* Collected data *
++++++++

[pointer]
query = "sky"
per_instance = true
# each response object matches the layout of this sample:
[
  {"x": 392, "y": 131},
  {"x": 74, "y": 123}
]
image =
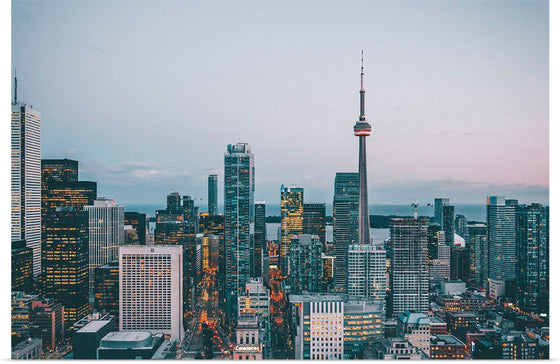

++++++++

* Problem to solve *
Retype all the data exactly, please, without pictures.

* Task solution *
[pointer]
query = "sky"
per_instance = true
# each response object matches the layout of this sample:
[
  {"x": 392, "y": 131},
  {"x": 74, "y": 123}
]
image =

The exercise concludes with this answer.